ИЗВЛЕЧЁННЫЙ ТЕКСТ —
>>

Дверь, ведущая в изолятор, перекосилась. Они с трудом открыли ее. Снаружи в коридоре было темно, он накренился вправо и в направлении носа.
Шли они медленно. Роберт пытался помочь, но “каждый шаг давался с усилием, и наше продвижение было мучительно медленным”, писал он{568}. Судно кренилось одновременно вправо и вперед, и от этого идти по лестнице было опасно. Оба держались за поручень, “но с каждым мигом окружающая обстановка, меняясь на наших глазах, все более и более напоминала бред”.
Вокруг, похоже, никого не осталось. Было тихо; правда, время от времени до Роберта доносились крики сверху. Они с матерью с огромным трудом пробирались наверх.
Со времени первого взрыва прошло пять минут.
Чарльз Лориэт вернулся на палубу, неся спасательные жилеты, – сколько смог захватить. Надел свой, затем помог другим. Это были новые жилеты “Бодди”. Если его правильно надеть, жилет вполне мог удержать на плаву даже крупного человека – тот спокойно бы лежал на спине, однако Лориэт заметил, что почти все окружающие надели жилеты неправильно. “Кунард” еще не ввел правило, предписывающее пассажирам примерять спасательные жилеты в начале плавания. Единственной инструкцией был иллюстрированный листок, вывешенный в каждой каюте, видимо, в надежде на то, что у пассажиров будет время и присутствие духа, чтобы прочесть инструкцию и следовать ей. Теперь стало ясно, что расчет был неверным. “В спешке люди надевали жилеты как придется, – писал Лориэт. – Какой-то мужчина продел в один рукав руку, а в другой – голову; иные надевали их на пояс, притом вверх ногами; лишь очень немногие сделали все правильно”{569}.

<<

(Сохранённые строки)
>>

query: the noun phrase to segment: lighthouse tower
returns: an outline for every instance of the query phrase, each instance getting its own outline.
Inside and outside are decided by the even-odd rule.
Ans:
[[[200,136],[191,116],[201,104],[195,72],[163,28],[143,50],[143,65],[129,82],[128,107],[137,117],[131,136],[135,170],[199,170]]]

<<

ЗАДАНИЯ —
1. Переведите на английский предложение из текста о крушении судна: «Со времени первого взрыва прошло пять минут».
2. Напишите продолжение текста о крушении судна, начиная сразу после его последней фразы.
Эти строки никак не связаны с текстом о крушении судна.

ОТВЕТЫ —
1. Five minutes had passed since the first explosion.

2.
Лориэт стоял недалеко от мостика и слышал, как какая-то женщина окликнула капитана Тернера голосом твердым и спокойным:
– Капитан, что прикажете нам делать?{570}
– Оставайтесь на месте, сударыня, корабль в безопасности.
– Откуда у вас эти сведения? – спросила она.
– Из машинного отделения, сударыня, – сказал он.
Однако ничего подобного из машинного отделения ему явно не сообщали. Он, очевидно, пытался успокоить толпу и сделать так, чтобы люди в панике не рванулись наперегонки к шлюпкам.
Больше Лориэт Тернера не видел. Вместе с этой женщиной они двинулись назад, к корме, и по пути передавали всем слова капитана.
Пассажир второго класса Генри Нидэм, возможно, столкнулся с этой парой, – он вспоминал, как какой-то пассажир, шедший от мостика, прокричал: “Капитан говорит, корабль не потонет”{571}.
“Эти слова, – писал Нидэм, – были встречены радостными криками, и я заметил, что многие из тех, кто пытался пробраться к шлюпкам, повернули обратно, явно удовлетворенные”.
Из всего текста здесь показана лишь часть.